[Text provided start]

# Senior Master "Bambit" Dulay's Website



## Salagubang (Jun 19, 2008)

Master of Tapi-Tapi
http://www.bambittapitapi.com/


----------



## arnisador (Jun 19, 2008)

From here:



> Master Samuel &#8220;Bambit&#8221; Dulay is what one would call a Master of Tapi Tapi,



Hmmmm...seems a bit misleading? It's a formal title in the system, and he wasn't given it?


----------



## Dieter (Jun 20, 2008)

Bambit Dulay was appointed as Modern Arnis Chief-Instructor for the Philippines by GM Remy Presas. I think in in January 1999 or 2000.


----------



## Salagubang (Jun 20, 2008)

Year 2000 and appointed him as the succesor of Tapi-Tapi in the phils


----------



## Brian R. VanCise (Jun 20, 2008)

Nice link.  Thanks!


----------



## The Last Legionary (Jun 20, 2008)

But, isn't Tapi-Tapi just a drill and not the whole art, or am I confused yet again?


----------



## Mono (Jun 20, 2008)

Great to see Master Dulay have his own site now!

About the MOTT Sentence: I am sure no one hat the Intention of bringing about any confusions abot the "Title" MOTT - since it is a "purely American" Thing it might not be as "Present" in the Minds of the Philippinos such as more common Titles like Datu.

Tapi Tapi is also something VERY Different in the Philippines then it is in the US, (depending who you train with) and not always connected to the "Drill" that in the Later Years became known as "Tapi Tapi" on wich the Title "MOTT" is based (this is based on what I have seen in the PI and from MA people from the US!).
The "Tapi Tapi Drill" was basically the "latest stage of Development" the Professor taught in the US - it was not the way he had been teaching in the Philippines before he cam to the US; so this "Drill" is quite unknown in the PI. There are only a few Students of Remy who have been taught this "latest Version" of Tapi Tapi by him personally when he made his last Trips back to the PI. (I do not exactly know who all he has been training with exactly and how much but I do know that Master Dulay was one of them, getting his share of the "new" Tapi Tapi Training)

[Text provided end]

- Written request 1
Which lines in the records contain the string "roof"? Extract each of them.
The forum thread above and the records that come next are unrelated material.

[Source material start]

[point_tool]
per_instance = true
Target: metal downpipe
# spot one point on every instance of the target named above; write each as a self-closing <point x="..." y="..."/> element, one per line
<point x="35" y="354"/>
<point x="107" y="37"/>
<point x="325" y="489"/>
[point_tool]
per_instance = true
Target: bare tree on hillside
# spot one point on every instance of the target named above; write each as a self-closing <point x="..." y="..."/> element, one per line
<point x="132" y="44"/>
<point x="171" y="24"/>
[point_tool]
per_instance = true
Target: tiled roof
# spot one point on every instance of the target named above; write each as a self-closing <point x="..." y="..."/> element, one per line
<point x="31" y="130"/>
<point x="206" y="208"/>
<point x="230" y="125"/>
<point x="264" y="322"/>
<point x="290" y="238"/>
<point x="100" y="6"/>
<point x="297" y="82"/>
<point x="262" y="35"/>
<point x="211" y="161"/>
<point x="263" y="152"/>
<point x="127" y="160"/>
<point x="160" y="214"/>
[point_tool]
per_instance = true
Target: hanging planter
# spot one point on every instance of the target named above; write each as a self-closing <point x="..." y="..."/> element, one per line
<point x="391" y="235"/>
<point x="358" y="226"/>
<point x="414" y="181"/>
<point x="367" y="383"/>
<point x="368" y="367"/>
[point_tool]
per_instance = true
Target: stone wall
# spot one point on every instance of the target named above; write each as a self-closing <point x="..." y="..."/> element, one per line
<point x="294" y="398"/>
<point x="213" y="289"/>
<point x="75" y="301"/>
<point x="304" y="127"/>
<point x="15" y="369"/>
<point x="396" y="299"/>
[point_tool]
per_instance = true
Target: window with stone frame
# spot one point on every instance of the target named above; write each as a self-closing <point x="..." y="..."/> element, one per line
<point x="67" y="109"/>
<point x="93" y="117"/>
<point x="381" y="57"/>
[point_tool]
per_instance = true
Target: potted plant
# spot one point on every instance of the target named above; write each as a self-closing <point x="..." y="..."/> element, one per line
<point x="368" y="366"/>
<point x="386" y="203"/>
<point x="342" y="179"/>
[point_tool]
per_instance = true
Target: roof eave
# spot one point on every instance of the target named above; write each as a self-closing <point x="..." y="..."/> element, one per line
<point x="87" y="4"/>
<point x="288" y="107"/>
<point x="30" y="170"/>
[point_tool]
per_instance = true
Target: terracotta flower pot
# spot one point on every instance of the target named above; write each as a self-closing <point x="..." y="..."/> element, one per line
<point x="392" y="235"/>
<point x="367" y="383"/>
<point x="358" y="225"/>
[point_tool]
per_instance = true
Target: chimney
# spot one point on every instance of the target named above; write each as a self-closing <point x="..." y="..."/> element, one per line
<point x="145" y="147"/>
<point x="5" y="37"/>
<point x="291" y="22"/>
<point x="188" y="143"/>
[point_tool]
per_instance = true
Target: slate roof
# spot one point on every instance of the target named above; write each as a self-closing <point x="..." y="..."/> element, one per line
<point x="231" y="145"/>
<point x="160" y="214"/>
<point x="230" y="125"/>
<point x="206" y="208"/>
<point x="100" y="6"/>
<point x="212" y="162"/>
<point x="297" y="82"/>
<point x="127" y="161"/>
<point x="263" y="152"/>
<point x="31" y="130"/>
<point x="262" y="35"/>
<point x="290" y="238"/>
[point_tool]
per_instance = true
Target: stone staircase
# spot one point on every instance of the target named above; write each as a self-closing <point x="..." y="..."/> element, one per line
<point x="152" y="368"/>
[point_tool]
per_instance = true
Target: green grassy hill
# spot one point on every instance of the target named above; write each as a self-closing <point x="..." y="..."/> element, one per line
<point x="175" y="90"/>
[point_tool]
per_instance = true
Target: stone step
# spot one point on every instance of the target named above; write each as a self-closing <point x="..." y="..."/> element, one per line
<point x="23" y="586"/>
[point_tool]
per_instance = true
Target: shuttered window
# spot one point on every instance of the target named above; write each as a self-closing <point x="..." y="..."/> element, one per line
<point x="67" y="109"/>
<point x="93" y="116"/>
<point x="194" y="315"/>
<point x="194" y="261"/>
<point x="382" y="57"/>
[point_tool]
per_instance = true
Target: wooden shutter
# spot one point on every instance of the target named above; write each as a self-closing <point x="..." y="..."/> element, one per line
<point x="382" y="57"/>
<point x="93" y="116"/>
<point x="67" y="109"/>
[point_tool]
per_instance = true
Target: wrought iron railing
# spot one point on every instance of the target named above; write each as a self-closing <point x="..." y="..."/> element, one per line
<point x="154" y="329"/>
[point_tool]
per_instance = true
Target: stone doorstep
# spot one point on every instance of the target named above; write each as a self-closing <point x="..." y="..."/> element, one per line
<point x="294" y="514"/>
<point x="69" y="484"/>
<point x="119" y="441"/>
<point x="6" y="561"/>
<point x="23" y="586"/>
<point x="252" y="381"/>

[Source material end]

- Written request 2
Duplicate the passage of the forum thread that begins at the words "## Dieter (Jun" and stops after "1999 or 2000.".

- Complete answer 1
Target: tiled roof
Target: roof eave
Target: slate roof

- Complete answer 2
## Dieter (Jun 20, 2008)

Bambit Dulay was appointed as Modern Arnis Chief-Instructor for the Philippines by GM Remy Presas. I think in in January 1999 or 2000.